━━━━━ Records for this task ━━━━━

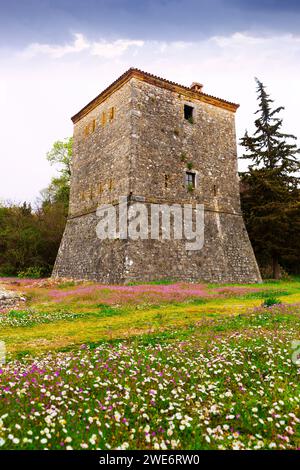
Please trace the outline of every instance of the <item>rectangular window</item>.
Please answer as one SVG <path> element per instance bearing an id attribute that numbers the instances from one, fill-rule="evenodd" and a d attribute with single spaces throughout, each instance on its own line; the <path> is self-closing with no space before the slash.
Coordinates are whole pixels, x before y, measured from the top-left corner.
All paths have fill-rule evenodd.
<path id="1" fill-rule="evenodd" d="M 115 108 L 114 106 L 109 110 L 109 120 L 112 121 L 115 117 Z"/>
<path id="2" fill-rule="evenodd" d="M 169 176 L 165 175 L 165 188 L 168 188 L 168 183 L 169 183 Z"/>
<path id="3" fill-rule="evenodd" d="M 187 121 L 193 122 L 193 113 L 194 113 L 194 108 L 192 106 L 189 106 L 188 104 L 184 105 L 184 119 Z"/>
<path id="4" fill-rule="evenodd" d="M 185 173 L 185 185 L 189 189 L 194 189 L 196 184 L 196 175 L 192 171 L 186 171 Z"/>
<path id="5" fill-rule="evenodd" d="M 105 111 L 103 111 L 101 115 L 101 125 L 105 126 L 105 123 L 106 123 L 106 114 L 105 114 Z"/>

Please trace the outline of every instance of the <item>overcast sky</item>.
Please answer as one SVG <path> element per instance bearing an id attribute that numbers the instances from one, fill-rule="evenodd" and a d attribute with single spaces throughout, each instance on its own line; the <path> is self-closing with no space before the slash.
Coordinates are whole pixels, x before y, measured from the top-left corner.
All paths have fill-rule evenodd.
<path id="1" fill-rule="evenodd" d="M 257 76 L 300 138 L 298 0 L 0 0 L 0 199 L 38 197 L 70 117 L 131 66 L 239 103 L 238 137 Z"/>

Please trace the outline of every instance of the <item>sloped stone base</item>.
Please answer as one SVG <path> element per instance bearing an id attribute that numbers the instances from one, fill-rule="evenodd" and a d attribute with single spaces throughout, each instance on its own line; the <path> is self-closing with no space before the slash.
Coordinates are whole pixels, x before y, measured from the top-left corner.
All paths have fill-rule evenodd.
<path id="1" fill-rule="evenodd" d="M 218 283 L 261 282 L 240 215 L 205 212 L 204 246 L 187 251 L 186 240 L 99 240 L 96 214 L 69 219 L 54 277 L 107 284 L 172 279 Z"/>

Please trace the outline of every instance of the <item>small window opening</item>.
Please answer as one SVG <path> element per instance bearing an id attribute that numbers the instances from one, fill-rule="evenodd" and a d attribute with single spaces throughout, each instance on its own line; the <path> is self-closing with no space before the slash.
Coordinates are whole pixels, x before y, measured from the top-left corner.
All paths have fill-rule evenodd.
<path id="1" fill-rule="evenodd" d="M 165 175 L 165 188 L 168 188 L 169 176 Z"/>
<path id="2" fill-rule="evenodd" d="M 184 105 L 184 119 L 187 119 L 187 121 L 193 121 L 193 112 L 194 108 L 192 106 L 189 106 L 188 104 Z"/>
<path id="3" fill-rule="evenodd" d="M 115 108 L 114 106 L 109 110 L 109 120 L 112 121 L 115 117 Z"/>
<path id="4" fill-rule="evenodd" d="M 217 186 L 214 184 L 214 196 L 216 197 L 217 195 Z"/>
<path id="5" fill-rule="evenodd" d="M 196 185 L 196 175 L 192 171 L 185 172 L 185 185 L 188 189 L 194 189 Z"/>

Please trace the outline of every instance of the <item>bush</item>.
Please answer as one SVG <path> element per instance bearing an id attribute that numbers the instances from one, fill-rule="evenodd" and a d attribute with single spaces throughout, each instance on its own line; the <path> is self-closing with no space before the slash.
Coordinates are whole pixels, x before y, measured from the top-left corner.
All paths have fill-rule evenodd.
<path id="1" fill-rule="evenodd" d="M 18 277 L 39 279 L 40 277 L 43 277 L 43 268 L 39 266 L 30 266 L 29 268 L 26 268 L 24 271 L 19 271 Z"/>
<path id="2" fill-rule="evenodd" d="M 262 303 L 263 307 L 272 307 L 273 305 L 280 305 L 281 301 L 277 297 L 267 297 Z"/>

━━━━━

Output each record above word for word, leaving out images.

## Result for this task
Please trace the outline of every instance of the <item>rectangular window</item>.
Please answer as one SVG <path> element per instance bearing an id attribute that numbers the instances from one, fill-rule="evenodd" and a d attribute with single spaces throughout, each instance on its own line; the <path> is self-closing with no space before the slash.
Coordinates are whole pixels, x before y, measured from the top-left corner.
All paths have fill-rule evenodd.
<path id="1" fill-rule="evenodd" d="M 115 108 L 114 106 L 109 110 L 109 120 L 112 121 L 115 117 Z"/>
<path id="2" fill-rule="evenodd" d="M 169 176 L 165 175 L 165 188 L 168 188 L 168 183 L 169 183 Z"/>
<path id="3" fill-rule="evenodd" d="M 187 121 L 193 122 L 193 113 L 194 113 L 194 108 L 192 106 L 189 106 L 188 104 L 184 105 L 184 119 Z"/>
<path id="4" fill-rule="evenodd" d="M 185 173 L 185 185 L 189 189 L 194 189 L 196 184 L 196 175 L 192 171 L 186 171 Z"/>
<path id="5" fill-rule="evenodd" d="M 105 111 L 103 111 L 101 115 L 101 125 L 105 126 L 105 123 L 106 123 L 106 114 L 105 114 Z"/>

Please trace the outline of every instance of the <item>overcast sky</item>.
Please answer as one SVG <path> element per instance bearing an id attribute that numbers the instances from one, fill-rule="evenodd" and a d attribute with single spaces throughout, each instance on its own line; the <path> is self-closing with no space before the slash.
Coordinates are whole pixels, x before y, measured from the top-left corner.
All paths have fill-rule evenodd.
<path id="1" fill-rule="evenodd" d="M 257 76 L 300 138 L 298 0 L 0 0 L 0 199 L 38 197 L 70 117 L 131 66 L 239 103 L 238 137 Z"/>

Please trace the outline of every instance of the <item>sloped stone base</item>.
Please answer as one SVG <path> element per instance bearing an id attribute that numbers the instances from one, fill-rule="evenodd" and a d attribute with single spaces throughout, each instance on its own line; the <path> is self-closing with no space before the slash.
Coordinates are whole pixels, x before y, measured from the top-left corner.
All paths have fill-rule evenodd.
<path id="1" fill-rule="evenodd" d="M 218 283 L 261 282 L 240 215 L 205 212 L 204 246 L 187 251 L 186 240 L 99 240 L 96 214 L 69 219 L 54 277 L 107 284 L 172 279 Z"/>

Please trace the outline of every instance of the <item>small window opening</item>.
Please answer as one SVG <path> element per instance bearing an id attribute that numbers the instances from one, fill-rule="evenodd" and a d attribute with single spaces throughout, each instance on its own line; the <path> is self-closing with no space before the slash.
Coordinates are whole pixels, x before y, measured from the top-left corner.
All paths have fill-rule evenodd.
<path id="1" fill-rule="evenodd" d="M 165 175 L 165 188 L 168 188 L 169 176 Z"/>
<path id="2" fill-rule="evenodd" d="M 184 105 L 184 119 L 187 119 L 187 121 L 193 121 L 193 112 L 194 108 L 192 106 L 189 106 L 188 104 Z"/>
<path id="3" fill-rule="evenodd" d="M 115 108 L 114 106 L 109 110 L 109 120 L 112 121 L 115 117 Z"/>
<path id="4" fill-rule="evenodd" d="M 217 186 L 214 184 L 214 196 L 216 197 L 217 195 Z"/>
<path id="5" fill-rule="evenodd" d="M 196 185 L 196 175 L 192 171 L 185 172 L 185 185 L 188 189 L 194 189 Z"/>

Please trace the outline of every instance of the <item>bush</item>.
Please answer as one SVG <path> element per instance bearing an id attribute that numbers the instances from one, fill-rule="evenodd" and a d attribute with single spaces throughout, each instance on its own line; the <path> is self-closing with no space before the slash.
Coordinates are whole pixels, x before y, measured from the top-left corner.
All paths have fill-rule evenodd.
<path id="1" fill-rule="evenodd" d="M 18 277 L 39 279 L 40 277 L 43 277 L 43 268 L 39 266 L 30 266 L 29 268 L 26 268 L 24 271 L 19 271 Z"/>
<path id="2" fill-rule="evenodd" d="M 262 303 L 263 307 L 272 307 L 273 305 L 280 305 L 281 301 L 277 297 L 267 297 Z"/>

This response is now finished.